> _What is needed_: A faithful copy is needed. Set down all of the data below exactly.

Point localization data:
------------------------------------

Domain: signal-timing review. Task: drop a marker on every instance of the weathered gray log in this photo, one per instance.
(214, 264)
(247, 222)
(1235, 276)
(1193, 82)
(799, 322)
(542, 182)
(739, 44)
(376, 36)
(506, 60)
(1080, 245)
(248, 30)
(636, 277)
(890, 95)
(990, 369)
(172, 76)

------------------------------------

> _Solution to the exercise_:
Domain: signal-timing review. Task: drop a marker on every instance of the weathered gray log in this photo, one per instance.
(214, 264)
(247, 222)
(1235, 276)
(1193, 82)
(799, 322)
(542, 182)
(739, 44)
(376, 36)
(506, 60)
(1080, 245)
(248, 30)
(636, 277)
(890, 95)
(990, 369)
(172, 76)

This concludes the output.